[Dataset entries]
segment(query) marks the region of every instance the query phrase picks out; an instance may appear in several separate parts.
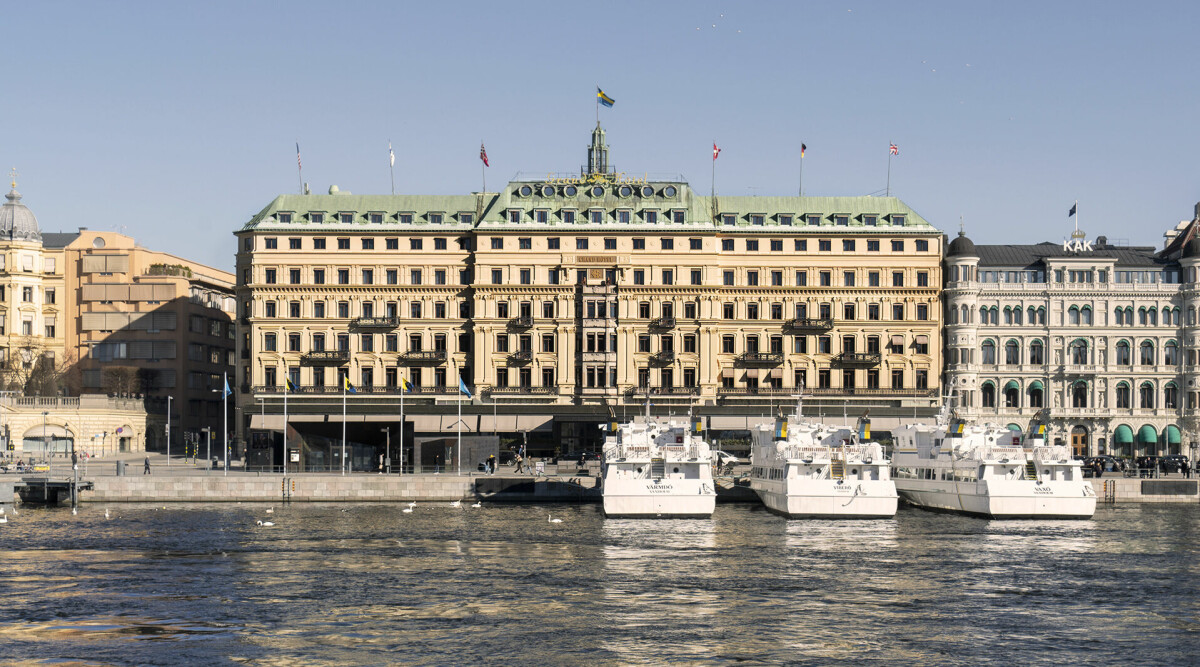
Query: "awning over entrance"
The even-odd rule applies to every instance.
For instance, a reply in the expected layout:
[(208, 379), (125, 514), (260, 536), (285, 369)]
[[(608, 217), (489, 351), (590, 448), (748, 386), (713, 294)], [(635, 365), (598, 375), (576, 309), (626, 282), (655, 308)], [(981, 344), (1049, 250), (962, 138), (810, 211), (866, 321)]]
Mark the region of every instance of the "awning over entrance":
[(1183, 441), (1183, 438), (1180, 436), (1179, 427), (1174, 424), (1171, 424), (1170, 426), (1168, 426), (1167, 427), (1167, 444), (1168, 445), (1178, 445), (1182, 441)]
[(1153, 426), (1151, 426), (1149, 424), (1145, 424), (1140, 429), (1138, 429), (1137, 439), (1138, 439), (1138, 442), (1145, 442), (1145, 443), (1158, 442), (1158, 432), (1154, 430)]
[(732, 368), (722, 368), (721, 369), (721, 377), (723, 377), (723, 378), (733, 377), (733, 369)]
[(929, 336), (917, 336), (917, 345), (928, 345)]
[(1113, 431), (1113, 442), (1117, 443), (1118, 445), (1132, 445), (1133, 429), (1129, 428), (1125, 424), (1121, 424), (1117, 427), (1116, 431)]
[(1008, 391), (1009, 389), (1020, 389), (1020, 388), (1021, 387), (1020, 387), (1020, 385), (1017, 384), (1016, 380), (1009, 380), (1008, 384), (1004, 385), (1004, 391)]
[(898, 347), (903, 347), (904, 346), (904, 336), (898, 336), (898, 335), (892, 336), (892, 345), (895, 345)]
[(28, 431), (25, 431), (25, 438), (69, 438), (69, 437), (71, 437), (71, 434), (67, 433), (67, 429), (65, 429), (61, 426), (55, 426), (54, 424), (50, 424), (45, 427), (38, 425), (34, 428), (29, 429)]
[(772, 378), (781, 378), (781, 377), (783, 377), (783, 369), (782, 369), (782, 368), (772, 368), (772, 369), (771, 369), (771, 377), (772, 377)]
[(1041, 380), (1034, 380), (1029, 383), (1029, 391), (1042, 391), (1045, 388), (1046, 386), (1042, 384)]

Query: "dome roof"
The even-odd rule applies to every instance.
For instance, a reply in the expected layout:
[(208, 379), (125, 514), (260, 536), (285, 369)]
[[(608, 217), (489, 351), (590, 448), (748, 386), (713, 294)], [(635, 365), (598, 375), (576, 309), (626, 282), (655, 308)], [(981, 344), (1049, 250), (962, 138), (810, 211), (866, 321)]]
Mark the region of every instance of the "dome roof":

==

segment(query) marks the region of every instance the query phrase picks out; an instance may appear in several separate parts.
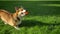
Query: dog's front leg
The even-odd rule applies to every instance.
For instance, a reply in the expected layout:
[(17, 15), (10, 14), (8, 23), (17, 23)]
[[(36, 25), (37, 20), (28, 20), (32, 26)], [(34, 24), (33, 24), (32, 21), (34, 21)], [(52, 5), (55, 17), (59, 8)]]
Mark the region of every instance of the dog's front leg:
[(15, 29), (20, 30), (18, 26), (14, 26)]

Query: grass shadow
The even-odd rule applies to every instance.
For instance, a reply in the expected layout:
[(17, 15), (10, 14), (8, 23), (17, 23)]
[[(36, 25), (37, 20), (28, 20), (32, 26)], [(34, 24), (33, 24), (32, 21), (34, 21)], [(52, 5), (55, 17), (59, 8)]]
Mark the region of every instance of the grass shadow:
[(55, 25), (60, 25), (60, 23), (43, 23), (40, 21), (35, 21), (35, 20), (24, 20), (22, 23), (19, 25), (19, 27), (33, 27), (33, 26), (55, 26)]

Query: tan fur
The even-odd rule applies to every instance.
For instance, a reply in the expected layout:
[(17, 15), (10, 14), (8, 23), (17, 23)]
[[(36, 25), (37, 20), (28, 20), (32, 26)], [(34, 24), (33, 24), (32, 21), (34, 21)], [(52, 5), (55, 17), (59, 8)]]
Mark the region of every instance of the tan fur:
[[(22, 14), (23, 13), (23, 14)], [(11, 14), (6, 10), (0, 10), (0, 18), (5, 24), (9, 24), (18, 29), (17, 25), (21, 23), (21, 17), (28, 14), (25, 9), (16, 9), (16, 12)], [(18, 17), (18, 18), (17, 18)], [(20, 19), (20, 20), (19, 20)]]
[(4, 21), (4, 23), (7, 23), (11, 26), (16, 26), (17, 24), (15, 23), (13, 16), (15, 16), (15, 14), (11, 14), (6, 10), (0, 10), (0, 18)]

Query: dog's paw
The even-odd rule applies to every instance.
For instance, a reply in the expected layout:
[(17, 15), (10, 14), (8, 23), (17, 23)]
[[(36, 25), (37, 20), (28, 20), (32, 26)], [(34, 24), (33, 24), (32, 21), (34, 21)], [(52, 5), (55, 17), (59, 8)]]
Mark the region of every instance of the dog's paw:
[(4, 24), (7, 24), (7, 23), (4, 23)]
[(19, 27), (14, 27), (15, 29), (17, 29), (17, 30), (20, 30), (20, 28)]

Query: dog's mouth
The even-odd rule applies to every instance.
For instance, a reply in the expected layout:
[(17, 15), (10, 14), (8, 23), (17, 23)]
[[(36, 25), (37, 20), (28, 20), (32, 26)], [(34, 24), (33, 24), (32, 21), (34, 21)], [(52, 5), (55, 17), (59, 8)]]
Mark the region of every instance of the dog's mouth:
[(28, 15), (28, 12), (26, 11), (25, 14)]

==

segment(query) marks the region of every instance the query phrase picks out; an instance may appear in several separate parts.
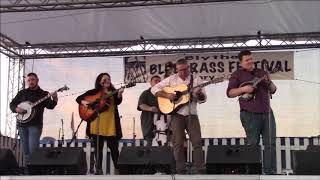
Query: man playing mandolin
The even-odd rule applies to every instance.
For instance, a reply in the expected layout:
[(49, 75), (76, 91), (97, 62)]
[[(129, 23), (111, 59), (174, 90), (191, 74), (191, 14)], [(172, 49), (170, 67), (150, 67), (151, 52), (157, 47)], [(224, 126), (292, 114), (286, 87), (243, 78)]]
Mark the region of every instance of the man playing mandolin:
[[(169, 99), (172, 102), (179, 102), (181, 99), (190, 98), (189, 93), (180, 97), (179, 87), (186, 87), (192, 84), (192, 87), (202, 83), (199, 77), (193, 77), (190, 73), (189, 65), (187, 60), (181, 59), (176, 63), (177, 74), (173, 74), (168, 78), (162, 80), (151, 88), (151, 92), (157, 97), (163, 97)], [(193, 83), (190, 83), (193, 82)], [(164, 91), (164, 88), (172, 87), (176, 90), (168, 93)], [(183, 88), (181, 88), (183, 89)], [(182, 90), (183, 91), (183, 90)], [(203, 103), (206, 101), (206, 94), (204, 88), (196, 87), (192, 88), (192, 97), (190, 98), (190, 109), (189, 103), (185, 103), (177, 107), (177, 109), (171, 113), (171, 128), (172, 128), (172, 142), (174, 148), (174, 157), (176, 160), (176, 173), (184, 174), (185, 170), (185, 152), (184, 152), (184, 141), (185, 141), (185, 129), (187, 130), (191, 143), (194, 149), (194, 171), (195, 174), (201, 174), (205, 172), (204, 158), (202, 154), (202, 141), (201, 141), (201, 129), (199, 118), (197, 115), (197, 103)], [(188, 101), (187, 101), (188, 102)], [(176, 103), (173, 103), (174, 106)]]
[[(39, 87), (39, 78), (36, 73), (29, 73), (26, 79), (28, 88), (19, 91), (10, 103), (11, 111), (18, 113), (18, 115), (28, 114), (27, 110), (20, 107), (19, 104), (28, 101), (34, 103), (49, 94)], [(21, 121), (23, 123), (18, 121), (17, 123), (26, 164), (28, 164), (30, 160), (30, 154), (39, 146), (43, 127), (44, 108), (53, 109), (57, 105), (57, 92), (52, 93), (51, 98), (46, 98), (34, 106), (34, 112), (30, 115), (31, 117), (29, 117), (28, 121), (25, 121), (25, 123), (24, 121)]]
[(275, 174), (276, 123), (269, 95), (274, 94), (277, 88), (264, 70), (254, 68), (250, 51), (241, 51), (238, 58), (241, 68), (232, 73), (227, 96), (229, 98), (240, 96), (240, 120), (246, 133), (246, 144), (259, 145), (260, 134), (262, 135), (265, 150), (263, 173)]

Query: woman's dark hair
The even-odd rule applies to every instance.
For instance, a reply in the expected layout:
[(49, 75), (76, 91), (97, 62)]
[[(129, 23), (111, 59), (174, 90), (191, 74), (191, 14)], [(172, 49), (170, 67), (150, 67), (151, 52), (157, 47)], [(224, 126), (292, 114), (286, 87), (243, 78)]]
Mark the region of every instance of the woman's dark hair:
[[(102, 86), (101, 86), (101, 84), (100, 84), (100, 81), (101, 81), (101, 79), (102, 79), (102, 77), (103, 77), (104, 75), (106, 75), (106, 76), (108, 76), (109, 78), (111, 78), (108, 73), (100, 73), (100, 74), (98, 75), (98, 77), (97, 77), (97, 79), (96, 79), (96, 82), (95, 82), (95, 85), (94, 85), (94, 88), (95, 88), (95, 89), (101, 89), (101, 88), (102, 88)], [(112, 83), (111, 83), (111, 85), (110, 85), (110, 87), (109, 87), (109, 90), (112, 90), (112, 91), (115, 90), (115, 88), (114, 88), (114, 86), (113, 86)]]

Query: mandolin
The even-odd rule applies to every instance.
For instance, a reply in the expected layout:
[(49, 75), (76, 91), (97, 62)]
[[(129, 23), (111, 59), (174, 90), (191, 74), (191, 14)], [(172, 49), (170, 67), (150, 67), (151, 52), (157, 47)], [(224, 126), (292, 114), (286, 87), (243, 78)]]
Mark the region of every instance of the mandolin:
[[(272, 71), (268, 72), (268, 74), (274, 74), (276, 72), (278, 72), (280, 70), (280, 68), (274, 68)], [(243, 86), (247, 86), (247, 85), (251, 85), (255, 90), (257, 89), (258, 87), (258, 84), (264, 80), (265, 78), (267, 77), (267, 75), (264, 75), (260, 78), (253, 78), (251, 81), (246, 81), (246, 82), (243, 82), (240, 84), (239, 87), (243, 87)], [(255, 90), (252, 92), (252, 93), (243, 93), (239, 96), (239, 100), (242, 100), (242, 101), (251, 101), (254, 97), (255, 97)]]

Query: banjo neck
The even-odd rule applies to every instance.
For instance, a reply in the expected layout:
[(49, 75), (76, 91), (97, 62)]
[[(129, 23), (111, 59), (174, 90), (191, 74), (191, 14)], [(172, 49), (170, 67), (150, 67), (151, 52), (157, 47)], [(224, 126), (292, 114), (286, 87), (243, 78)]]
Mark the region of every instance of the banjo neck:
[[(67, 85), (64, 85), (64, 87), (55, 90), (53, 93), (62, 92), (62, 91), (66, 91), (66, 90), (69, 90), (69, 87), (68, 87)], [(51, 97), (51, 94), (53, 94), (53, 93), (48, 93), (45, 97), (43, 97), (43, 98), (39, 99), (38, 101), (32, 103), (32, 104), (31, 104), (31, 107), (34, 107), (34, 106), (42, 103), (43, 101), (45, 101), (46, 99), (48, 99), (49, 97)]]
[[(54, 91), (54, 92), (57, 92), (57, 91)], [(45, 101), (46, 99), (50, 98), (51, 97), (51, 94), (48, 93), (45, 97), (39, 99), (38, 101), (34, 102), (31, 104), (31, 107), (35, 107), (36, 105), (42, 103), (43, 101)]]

## The problem
Your answer must be a copy of every line in the data above that holds the string "roof".

## Answer
Query: "dome roof"
Mark the region of every instance of the "dome roof":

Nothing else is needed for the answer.